● Supplied information:
____________

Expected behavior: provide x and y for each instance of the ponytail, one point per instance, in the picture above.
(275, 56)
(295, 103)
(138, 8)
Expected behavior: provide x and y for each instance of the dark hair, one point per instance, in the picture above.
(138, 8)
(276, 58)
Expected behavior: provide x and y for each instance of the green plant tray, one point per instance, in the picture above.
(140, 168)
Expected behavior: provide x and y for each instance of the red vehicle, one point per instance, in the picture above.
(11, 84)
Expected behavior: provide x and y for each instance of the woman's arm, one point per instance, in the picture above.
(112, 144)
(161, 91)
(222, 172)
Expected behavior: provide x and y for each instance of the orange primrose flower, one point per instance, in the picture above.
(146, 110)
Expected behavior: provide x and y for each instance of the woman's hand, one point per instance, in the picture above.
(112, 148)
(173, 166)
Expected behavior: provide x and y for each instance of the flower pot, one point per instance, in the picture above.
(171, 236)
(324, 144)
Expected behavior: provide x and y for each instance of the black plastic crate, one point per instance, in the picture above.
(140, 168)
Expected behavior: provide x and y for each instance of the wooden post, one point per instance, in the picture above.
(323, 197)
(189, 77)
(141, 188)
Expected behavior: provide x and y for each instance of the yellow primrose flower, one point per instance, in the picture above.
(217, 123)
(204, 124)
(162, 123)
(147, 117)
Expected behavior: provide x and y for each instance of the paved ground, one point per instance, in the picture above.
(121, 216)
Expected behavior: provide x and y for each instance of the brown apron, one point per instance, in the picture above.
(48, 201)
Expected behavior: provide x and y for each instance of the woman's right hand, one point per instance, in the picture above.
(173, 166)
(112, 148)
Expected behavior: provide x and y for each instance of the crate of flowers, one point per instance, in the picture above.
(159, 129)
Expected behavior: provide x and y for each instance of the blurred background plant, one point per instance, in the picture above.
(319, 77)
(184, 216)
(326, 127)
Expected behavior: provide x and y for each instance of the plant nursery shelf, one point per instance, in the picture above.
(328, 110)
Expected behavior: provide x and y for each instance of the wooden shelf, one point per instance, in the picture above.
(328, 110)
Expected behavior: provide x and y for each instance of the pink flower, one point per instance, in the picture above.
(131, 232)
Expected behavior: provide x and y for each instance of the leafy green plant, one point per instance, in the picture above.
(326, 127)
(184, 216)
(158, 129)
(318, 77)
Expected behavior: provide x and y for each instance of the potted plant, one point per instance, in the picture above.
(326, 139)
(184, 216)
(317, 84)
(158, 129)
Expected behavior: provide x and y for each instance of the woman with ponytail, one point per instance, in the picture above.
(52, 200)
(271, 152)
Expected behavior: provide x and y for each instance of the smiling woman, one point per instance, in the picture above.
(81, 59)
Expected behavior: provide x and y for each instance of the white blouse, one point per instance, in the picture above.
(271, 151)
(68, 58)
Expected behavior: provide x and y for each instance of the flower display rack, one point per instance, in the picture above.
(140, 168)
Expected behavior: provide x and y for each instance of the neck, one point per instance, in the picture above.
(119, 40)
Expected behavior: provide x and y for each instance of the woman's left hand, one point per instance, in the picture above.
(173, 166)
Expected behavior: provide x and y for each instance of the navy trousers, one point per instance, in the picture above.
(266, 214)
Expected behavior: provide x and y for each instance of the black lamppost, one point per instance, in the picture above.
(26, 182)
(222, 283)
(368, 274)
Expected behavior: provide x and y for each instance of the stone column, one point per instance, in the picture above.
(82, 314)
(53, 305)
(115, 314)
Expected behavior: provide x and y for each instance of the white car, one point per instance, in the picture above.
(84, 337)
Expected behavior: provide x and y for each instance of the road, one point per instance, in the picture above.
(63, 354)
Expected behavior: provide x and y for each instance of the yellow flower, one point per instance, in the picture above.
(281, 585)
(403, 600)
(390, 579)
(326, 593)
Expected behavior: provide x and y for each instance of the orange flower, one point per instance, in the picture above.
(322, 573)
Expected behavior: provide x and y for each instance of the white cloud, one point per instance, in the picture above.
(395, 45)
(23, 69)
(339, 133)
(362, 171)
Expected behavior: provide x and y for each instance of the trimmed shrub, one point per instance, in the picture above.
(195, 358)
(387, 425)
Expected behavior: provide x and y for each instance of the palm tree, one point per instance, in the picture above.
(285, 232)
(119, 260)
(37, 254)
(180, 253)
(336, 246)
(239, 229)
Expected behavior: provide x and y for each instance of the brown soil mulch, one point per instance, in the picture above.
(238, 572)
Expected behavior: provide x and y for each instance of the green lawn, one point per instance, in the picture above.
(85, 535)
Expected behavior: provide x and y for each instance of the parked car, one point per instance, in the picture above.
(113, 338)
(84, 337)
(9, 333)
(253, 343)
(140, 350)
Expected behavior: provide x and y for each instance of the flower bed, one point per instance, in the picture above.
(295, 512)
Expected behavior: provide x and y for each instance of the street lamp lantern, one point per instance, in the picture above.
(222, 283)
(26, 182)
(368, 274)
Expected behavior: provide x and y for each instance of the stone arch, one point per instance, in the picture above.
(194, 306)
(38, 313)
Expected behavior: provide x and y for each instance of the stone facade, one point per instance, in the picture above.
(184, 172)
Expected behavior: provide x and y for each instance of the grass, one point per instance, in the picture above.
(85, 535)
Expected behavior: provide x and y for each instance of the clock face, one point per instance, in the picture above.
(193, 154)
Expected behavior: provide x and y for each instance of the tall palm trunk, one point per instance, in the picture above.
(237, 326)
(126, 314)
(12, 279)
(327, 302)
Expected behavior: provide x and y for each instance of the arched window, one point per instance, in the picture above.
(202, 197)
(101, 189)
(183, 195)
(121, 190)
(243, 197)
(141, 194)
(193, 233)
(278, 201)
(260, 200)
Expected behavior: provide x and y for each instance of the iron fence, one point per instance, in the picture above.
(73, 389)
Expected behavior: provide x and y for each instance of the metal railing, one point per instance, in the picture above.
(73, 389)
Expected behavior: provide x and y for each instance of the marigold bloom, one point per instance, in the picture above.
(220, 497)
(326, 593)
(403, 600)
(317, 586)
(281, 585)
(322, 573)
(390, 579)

____________

● What needs to be done:
Copy out the data shown above without altering anything.

● Completed task:
Expected behavior: provide x and y for each instance of the ponytail, one point per instance, in the picture above.
(275, 56)
(295, 103)
(138, 8)
Expected behavior: provide x and y for each instance of the dark hair, one point per instance, in the picture above.
(138, 8)
(276, 58)
Expected behavior: provide x and y for each instance of the green plant tray, one point per instance, in the picture above.
(140, 168)
Expected behavior: provide x and y for each instance of the red vehicle, one point per instance, in the picture above.
(11, 84)
Expected behavior: provide x and y for each instance of the woman's arm, one point per instance, in the picture above.
(112, 144)
(161, 91)
(222, 172)
Expected behavior: provide x and y for each instance of the orange primrose flower, one point per instance, in the picture above.
(146, 110)
Expected behavior: provide x and y for each instance of the woman's hand, one point per instance, in the picture above.
(112, 148)
(173, 166)
Expected behavior: provide x and y for each instance of the flower pot, one point per instance, in the picture above.
(171, 236)
(324, 144)
Expected behavior: provide x and y for each instance of the black plastic crate, one point per instance, in the picture above.
(140, 168)
Expected behavior: provide x and y for each instance of the wooden post, one point per instance, in the picture above.
(323, 197)
(189, 77)
(141, 188)
Expected behavior: provide x and y for each instance of the yellow primrose flower, one point per instance, in the picture above.
(217, 123)
(204, 124)
(162, 123)
(147, 117)
Expected behavior: provide x and y for each instance of the paved ground, one point per instance, in the picture above.
(121, 216)
Expected behavior: provide x and y for each instance of the brown apron, one point per instance, in the picture above.
(48, 201)
Expected behavior: provide x and y for each instance of the woman's right hand, one point per instance, in the picture above.
(173, 166)
(112, 148)
Expected behavior: provide x and y for each instance of the crate of flowers, one point per instance, in the picture above.
(159, 129)
Expected behavior: provide x and y for each instance of the blurred background plant, one point per instance, in the picture above.
(319, 77)
(184, 216)
(326, 127)
Expected behavior: provide x and y for each instance of the plant nursery shelf, one point per instance, in the picture above.
(328, 110)
Expected behavior: provide x and y for each instance of the wooden shelf, one point per instance, in the picture above.
(328, 110)
Expected behavior: provide x and y for each instance of the pink flower, one point per instance, in the picture above.
(131, 232)
Expected behavior: provide x and y for each instance of the leafy green plant, one point per instance, in the picture above.
(326, 127)
(184, 216)
(158, 129)
(318, 77)
Expected behavior: provide x and y for each instance of the potted plant, one point per instance, in the picture above.
(326, 139)
(184, 216)
(317, 84)
(158, 129)
Expected behavior: provide x and y for each instance of the woman with ponytail, one point per instance, in the picture above.
(52, 200)
(271, 152)
Expected behavior: provide x and y for each instance of the smiling woman, one point per instance, in the picture above.
(81, 59)
Expected behavior: provide x and y for each instance of the white blouse, one point per instance, in the picture above.
(271, 151)
(68, 58)
Expected behavior: provide x and y for each instance of the flower display rack, one point per instance, in the picture above.
(140, 168)
Expected behavior: provide x and y for each instance of the neck, one point per instance, in the picture above.
(119, 40)
Expected behavior: provide x and y for each instance of the woman's left hand, one point per instance, in the picture above.
(173, 166)
Expected behavior: provide x and y for each instance of the navy trousers, one point per instance, in the picture above.
(266, 214)
Expected behavior: provide x and y for each instance of the black lamppost, one point per instance, in the picture above.
(26, 182)
(222, 283)
(368, 274)
Expected behavior: provide x and y for each instance of the stone column, one point per instance, in the picture above.
(82, 314)
(53, 305)
(115, 314)
Expected behavior: provide x and y for each instance of the white car, one point per instance, in the picture above.
(84, 337)
Expected behavior: provide x and y for each instance of the road, one point per instance, in the picture above.
(63, 354)
Expected behavior: provide x and y for each instance of the yellow flower, one point per instance, in the picture above.
(281, 585)
(403, 600)
(390, 579)
(326, 593)
Expected behavior: provide x and y for each instance of the orange flower, one point per instance, in the picture above.
(322, 573)
Expected behavior: provide x and y for each instance of the white cloud, one point per instance, in the picture above.
(395, 45)
(23, 69)
(339, 133)
(362, 171)
Expected behavior: provide x and y for each instance of the trimmed shrub, one point per instance, in the picture above.
(195, 358)
(387, 425)
Expected behavior: provide x and y for each instance of the palm tree, one point per instance, in the picture above.
(285, 232)
(119, 260)
(37, 254)
(180, 253)
(336, 246)
(239, 229)
Expected behavior: provide x and y for each instance of the brown soil mulch, one point per instance, in the picture above.
(238, 572)
Expected behavior: provide x and y for each instance of the green lawn, one point per instance, in the picture above.
(85, 535)
Expected behavior: provide x and y for each instance of the parked car, one point per instance, in the picture above.
(113, 338)
(84, 337)
(9, 333)
(253, 343)
(140, 350)
Expected behavior: provide x and y for each instance of the flower bed, one point per instance, in the picture above.
(295, 512)
Expected behavior: provide x and y for each instance of the street lamp lantern, one point per instance, in the picture above.
(222, 283)
(26, 182)
(368, 274)
Expected behavior: provide x and y for each instance of the stone arch, one point per instance, in the picture above.
(194, 306)
(38, 313)
Expected behavior: provide x and y for each instance of the stone facade, one point per instance, in the picture above.
(184, 172)
Expected behavior: provide x and y for each instance of the grass, one point per instance, in the picture above.
(85, 535)
Expected behavior: provide x and y for each instance of the clock face, one point per instance, in the picture above.
(193, 154)
Expected behavior: provide x and y for each instance of the tall palm trunk, one point per instance, in the picture above.
(237, 326)
(126, 314)
(12, 279)
(327, 302)
Expected behavior: provide x and y for each instance of the arched window, one point per instance, in the picture above.
(202, 197)
(101, 189)
(183, 195)
(121, 190)
(243, 197)
(141, 194)
(193, 233)
(278, 201)
(260, 200)
Expected behavior: provide x and y for each instance of the iron fence, one point per instance, in the picture above.
(73, 389)
Expected behavior: provide x and y for each instance of the metal railing, one point per instance, in the picture above.
(73, 389)
Expected behavior: provide x and y for each instance of the marigold bloom, one point per instance, in the picture above.
(220, 497)
(326, 593)
(403, 600)
(317, 586)
(281, 585)
(322, 573)
(390, 579)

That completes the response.